About this task: Give the listing again, word for word.

Data section:
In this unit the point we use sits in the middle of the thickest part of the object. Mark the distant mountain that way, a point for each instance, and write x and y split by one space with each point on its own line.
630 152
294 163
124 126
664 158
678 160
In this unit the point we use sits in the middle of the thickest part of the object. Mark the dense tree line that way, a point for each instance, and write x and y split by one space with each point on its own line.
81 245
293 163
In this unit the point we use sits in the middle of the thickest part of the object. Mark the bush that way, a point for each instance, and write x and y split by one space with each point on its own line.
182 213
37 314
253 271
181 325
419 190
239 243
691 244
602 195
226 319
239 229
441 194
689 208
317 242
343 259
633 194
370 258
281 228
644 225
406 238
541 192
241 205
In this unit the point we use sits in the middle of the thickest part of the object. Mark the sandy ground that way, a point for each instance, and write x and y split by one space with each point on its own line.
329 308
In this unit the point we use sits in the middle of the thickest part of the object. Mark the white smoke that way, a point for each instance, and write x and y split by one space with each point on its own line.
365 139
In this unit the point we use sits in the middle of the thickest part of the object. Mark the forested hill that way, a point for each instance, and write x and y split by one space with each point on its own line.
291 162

Task answer:
In this unit the point we use sits in the middle of the thickest part of the object. Mark the distant mountain that way, a point for each instance, and write x and y split by one space with each point on its own line.
630 152
294 163
124 126
664 158
678 160
In this unit the point we use sits in the middle of the thickest part of the object. Mark the dense tree line that way, a point for each instance, and write x and y split by one space with each point on its own line.
81 245
293 163
In this unit the point we use sits in the middle of the thickest part of the object. Mark the bush that way, a point for each instance, and write x and y split by one space with each point on its own line.
182 213
37 314
253 271
181 325
419 190
239 243
691 244
602 195
226 319
239 229
441 194
689 208
317 242
343 259
633 194
370 258
281 228
644 225
406 238
541 192
241 205
In this unit the point we use sits in the middle of the thickest part of the object. Mark the sandy ground that way, a point for each instance, and write x and y split by one space with each point on its own line.
329 308
In this unit the point we use sits in the middle of the thickest part of the object. Mark the white smoke that way, a point for each instance, and write x and y split by one space with each point on its own line.
365 139
In this unit the point we use sits in the middle of the thickest part of the object. Mark the forested hill that way, a point for each instance, and write x and y split by one space with each point on its own line.
291 162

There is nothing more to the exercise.